## Passage shown
# Voluntary surrender in exchange for write down



## michaelg (22 Mar 2014)

Bank are about to appoint a receiver to my property, Is it better to sign a voluntary surrender willingly or try to negotiate a deal to sign it in exchange for a write down ?

It would seem to me that I should not sign a surrender unless a shortfall solution has been agreed, 


Sent from my XT1032 using Tapatalk


----------



## robert 200 (22 Mar 2014)

Some banks are doing deals , others are not . Which bank are you with ?


----------



## michaelg (22 Mar 2014)

Ulster bank,  things are changing so fast with banks now, it's difficult to know what to do,

Sent from my XT1032 using Tapatalk


----------



## robert 200 (22 Mar 2014)

A friend of mine got a writedown of 2M last week with Ulster so they are doing deals.
I dont know any more details. If I was you I would try and get a writedown as it would
prevent them tormenting you in the future.


----------



## Brendan Burgess (22 Mar 2014)

If they are at the stage of appointing a receiver, I doubt if they will be open to negotiating a deal with you.  

They might do a deal afterwards. 

Is this for the site you mention in this post?  

I think it would be a lot better for everyone if you did a voluntary sale. 

Brendan


----------



## michaelg (22 Mar 2014)

Yes, it's that site,, but why would it be better for me to do a voluntary sale ? Surely I have more leverage in negotiating by not signing ?

## Supplied records

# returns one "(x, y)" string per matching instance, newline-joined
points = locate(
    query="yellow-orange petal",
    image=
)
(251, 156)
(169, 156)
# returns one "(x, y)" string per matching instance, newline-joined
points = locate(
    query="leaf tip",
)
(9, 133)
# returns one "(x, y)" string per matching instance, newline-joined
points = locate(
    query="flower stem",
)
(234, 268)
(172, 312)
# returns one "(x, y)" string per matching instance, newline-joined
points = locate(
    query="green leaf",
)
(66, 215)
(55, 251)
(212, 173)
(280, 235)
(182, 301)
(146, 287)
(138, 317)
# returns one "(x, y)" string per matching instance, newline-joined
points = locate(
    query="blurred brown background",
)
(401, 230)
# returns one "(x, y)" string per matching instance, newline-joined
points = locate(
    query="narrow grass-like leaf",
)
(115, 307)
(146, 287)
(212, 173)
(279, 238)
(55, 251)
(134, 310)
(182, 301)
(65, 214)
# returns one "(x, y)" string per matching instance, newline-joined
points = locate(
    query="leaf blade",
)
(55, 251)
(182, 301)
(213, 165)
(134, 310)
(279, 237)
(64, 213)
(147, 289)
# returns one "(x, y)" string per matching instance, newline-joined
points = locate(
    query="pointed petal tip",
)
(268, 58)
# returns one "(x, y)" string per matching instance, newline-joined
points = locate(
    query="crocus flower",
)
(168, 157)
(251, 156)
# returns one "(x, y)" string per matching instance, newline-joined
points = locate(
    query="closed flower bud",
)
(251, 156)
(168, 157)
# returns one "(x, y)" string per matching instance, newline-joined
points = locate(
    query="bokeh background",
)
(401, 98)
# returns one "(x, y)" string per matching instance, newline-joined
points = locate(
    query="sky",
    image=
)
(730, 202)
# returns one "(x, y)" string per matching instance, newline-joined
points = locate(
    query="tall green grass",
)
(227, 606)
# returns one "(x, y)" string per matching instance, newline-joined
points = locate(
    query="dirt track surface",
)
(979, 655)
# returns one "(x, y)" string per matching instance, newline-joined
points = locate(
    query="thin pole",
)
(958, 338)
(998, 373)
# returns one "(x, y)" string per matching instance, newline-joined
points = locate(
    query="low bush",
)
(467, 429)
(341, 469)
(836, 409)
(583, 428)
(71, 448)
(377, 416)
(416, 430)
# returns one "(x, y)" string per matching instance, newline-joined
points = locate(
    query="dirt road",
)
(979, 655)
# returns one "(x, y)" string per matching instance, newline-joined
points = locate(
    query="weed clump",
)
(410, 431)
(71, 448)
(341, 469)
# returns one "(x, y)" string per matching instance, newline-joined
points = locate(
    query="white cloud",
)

## Prompt
In the voluntary surrender thread, why does robert 200 suggest trying to get a writedown? Answer in one to three sentences. The listing is separate material and has nothing to do with the voluntary surrender thread.

## Exercise result
He says a writedown would keep the bank from tormenting michaelg in the future. He also points out that Ulster Bank is doing deals, since a friend of his got a 2M writedown from them the week before.